(What needs to be done)
Extract every entry word for word.

(Some records)
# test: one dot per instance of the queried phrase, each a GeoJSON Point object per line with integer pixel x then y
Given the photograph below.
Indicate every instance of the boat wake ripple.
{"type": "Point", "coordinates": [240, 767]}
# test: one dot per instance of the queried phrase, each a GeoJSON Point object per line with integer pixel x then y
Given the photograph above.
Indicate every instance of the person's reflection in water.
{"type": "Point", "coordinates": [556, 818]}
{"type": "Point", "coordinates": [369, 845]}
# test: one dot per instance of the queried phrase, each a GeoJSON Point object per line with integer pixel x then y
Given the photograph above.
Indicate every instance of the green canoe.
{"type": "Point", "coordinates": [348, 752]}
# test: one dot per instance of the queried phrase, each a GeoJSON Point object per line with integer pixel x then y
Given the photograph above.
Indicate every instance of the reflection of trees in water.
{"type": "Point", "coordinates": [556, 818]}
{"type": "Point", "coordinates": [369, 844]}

(Worked solution)
# test: one dot per instance of the queried phrase, each a GeoJSON Point object per line with integer pixel x then y
Given the photograph below.
Indicate every instance of the boat wake ripple.
{"type": "Point", "coordinates": [240, 767]}
# test: one dot per instance of the queried phrase, each a GeoJSON Point object per line with integer pixel x then y
Given the photograph above.
Indicate every instance of the person's reflection in water.
{"type": "Point", "coordinates": [556, 818]}
{"type": "Point", "coordinates": [369, 845]}
# test: one dot per instance of the queried phrase, each a GeoJSON Point object per line with integer pixel x then y
Given the photograph above.
Indicate every instance of the green canoe.
{"type": "Point", "coordinates": [348, 752]}
# test: one dot per instance of the queried phrase, each a GeoJSON Point object per line with integer pixel x then y
Given the photograph above.
Indicate every instance of the reflection of trees in water.
{"type": "Point", "coordinates": [556, 818]}
{"type": "Point", "coordinates": [369, 844]}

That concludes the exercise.